## BRIEF:
Can you copy the lines from the one containing "Query: bride's hand" to the one containing "Give the mask of the bride's", both included, reproducing them character for character?

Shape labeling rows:
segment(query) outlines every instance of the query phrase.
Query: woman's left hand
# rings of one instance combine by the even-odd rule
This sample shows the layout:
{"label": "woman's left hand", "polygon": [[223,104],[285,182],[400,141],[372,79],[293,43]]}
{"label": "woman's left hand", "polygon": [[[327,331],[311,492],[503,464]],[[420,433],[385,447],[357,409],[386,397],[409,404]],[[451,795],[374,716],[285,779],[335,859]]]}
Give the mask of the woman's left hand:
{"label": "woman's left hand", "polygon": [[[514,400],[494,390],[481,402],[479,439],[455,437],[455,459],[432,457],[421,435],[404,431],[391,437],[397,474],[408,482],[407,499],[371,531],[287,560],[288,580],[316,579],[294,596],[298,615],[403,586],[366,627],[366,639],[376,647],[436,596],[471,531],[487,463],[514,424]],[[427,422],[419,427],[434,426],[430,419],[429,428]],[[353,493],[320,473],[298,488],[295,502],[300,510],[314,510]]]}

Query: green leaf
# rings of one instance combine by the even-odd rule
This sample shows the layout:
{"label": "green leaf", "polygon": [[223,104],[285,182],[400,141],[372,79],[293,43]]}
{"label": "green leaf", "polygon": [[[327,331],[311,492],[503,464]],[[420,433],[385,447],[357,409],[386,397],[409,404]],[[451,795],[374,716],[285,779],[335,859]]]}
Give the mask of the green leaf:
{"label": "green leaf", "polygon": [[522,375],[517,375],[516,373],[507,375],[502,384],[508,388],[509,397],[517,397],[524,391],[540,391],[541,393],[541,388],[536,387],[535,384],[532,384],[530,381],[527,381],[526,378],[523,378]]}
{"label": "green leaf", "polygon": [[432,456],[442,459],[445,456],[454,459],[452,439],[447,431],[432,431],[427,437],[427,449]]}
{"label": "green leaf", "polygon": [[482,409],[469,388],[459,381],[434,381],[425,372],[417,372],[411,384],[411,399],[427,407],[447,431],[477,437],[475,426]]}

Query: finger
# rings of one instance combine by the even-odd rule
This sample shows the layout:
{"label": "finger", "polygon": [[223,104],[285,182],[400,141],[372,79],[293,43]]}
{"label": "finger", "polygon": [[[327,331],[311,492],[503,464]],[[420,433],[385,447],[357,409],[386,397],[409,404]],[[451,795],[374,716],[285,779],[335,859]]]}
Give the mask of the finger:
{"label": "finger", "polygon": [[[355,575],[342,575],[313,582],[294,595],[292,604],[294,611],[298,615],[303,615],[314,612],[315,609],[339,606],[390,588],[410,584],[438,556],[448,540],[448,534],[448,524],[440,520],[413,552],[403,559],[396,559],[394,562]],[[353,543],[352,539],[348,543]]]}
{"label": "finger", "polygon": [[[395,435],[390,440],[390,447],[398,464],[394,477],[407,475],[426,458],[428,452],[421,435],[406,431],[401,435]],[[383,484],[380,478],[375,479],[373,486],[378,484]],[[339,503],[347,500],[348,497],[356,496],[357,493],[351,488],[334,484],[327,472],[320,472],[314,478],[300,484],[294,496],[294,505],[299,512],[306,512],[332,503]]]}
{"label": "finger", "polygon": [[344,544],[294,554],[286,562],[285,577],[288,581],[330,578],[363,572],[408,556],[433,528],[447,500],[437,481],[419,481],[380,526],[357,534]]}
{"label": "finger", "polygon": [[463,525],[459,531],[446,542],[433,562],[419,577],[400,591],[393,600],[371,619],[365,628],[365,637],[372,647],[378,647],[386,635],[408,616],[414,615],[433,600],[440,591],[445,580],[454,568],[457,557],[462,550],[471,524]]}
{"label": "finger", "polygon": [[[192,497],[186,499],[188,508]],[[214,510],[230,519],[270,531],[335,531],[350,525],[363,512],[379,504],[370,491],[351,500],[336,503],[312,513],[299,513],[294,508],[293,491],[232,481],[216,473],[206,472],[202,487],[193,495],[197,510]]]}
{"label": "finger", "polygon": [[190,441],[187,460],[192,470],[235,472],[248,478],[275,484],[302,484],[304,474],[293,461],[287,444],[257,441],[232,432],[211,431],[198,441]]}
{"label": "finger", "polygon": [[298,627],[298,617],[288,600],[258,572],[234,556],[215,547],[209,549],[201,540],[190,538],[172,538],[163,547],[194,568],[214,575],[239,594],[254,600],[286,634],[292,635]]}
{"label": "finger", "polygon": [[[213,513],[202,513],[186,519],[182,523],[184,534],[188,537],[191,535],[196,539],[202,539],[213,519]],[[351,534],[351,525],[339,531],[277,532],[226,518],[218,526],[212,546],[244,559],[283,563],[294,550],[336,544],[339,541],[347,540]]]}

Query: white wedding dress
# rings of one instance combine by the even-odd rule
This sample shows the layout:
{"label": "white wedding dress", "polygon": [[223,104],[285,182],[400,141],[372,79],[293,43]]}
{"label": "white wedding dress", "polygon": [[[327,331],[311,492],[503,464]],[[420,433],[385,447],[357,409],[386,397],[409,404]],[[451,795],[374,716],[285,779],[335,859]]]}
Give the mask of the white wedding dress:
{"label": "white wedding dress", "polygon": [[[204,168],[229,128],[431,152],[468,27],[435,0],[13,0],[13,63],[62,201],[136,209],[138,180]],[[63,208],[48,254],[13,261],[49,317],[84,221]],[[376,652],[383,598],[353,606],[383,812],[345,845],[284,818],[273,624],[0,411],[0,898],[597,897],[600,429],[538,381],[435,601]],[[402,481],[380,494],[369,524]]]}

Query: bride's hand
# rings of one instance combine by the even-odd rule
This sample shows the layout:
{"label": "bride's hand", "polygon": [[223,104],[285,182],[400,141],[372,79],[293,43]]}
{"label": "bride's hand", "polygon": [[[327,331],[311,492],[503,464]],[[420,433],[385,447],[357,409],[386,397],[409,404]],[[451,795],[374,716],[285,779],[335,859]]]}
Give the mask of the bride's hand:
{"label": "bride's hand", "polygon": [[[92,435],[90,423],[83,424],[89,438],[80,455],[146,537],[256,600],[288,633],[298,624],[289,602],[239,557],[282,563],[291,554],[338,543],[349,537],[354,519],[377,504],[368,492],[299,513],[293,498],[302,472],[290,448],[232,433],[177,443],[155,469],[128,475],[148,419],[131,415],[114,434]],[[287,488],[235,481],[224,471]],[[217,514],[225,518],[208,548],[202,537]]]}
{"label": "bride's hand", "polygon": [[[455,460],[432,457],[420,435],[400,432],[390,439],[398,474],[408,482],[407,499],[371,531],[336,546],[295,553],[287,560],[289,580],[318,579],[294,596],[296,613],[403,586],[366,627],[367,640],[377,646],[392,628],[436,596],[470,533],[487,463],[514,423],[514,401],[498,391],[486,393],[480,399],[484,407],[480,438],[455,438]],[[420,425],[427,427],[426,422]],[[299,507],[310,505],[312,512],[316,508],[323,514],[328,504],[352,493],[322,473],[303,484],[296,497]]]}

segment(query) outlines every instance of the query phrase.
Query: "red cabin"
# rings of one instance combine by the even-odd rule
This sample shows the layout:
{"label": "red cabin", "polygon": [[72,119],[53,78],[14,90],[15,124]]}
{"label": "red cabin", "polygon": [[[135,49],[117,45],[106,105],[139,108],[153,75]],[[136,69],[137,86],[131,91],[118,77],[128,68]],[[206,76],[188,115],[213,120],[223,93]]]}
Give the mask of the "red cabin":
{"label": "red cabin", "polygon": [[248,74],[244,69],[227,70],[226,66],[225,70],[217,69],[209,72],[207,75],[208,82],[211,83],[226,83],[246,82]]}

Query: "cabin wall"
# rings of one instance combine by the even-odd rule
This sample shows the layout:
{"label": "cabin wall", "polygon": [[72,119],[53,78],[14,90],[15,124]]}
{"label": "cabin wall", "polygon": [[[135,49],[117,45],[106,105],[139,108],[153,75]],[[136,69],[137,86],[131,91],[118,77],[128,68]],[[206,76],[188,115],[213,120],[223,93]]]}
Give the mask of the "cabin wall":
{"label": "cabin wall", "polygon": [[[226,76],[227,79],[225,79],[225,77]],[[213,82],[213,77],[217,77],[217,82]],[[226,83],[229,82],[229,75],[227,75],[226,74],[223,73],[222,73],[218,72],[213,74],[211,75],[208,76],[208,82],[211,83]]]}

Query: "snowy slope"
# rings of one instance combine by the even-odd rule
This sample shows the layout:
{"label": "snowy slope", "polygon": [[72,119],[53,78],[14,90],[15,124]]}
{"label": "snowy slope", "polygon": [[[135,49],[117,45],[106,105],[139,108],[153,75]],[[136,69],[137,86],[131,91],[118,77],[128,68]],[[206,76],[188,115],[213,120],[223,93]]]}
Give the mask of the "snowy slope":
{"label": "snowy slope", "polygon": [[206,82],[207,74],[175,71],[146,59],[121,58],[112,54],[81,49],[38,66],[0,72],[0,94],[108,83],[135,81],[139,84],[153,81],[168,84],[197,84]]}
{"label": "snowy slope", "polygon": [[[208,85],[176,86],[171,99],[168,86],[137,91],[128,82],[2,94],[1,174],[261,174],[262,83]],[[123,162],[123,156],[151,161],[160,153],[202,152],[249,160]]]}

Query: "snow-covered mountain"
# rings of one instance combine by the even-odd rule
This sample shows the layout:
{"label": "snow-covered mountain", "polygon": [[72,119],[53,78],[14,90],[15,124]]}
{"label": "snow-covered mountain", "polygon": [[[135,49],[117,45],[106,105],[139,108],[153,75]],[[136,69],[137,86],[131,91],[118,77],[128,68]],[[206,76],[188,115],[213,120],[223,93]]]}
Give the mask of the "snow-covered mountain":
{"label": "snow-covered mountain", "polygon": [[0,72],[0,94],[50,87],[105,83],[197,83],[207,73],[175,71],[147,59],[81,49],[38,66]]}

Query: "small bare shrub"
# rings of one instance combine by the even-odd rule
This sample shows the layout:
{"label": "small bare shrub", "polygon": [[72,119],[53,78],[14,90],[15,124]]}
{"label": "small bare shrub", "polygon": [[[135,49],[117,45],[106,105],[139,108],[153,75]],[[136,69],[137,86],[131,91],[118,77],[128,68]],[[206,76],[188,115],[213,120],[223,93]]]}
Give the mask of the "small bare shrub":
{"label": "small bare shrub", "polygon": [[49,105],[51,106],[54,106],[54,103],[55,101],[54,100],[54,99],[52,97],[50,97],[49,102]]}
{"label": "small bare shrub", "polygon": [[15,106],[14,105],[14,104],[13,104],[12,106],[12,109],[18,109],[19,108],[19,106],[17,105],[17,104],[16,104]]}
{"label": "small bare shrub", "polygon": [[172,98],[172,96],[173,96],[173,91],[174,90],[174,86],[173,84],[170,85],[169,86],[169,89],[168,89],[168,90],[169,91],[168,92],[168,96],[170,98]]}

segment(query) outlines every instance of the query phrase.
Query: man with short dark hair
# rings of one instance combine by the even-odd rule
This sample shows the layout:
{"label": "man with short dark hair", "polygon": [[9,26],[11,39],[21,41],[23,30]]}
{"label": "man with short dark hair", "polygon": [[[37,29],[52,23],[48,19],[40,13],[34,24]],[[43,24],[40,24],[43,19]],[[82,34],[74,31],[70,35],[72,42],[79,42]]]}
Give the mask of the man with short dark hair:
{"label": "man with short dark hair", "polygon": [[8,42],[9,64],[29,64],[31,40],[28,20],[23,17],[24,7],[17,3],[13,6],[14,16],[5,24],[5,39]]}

## FULL OUTPUT:
Query: bride's hand
# rings of one instance combine by the even-odd rule
This sample shows the layout:
{"label": "bride's hand", "polygon": [[223,104],[285,182],[400,141],[372,79],[293,43]]}
{"label": "bride's hand", "polygon": [[[327,331],[311,492],[503,464]],[[420,433],[385,447],[357,409],[386,397],[409,404]],[[451,795],[374,716],[285,779],[335,859]]]}
Give the mask of the bride's hand:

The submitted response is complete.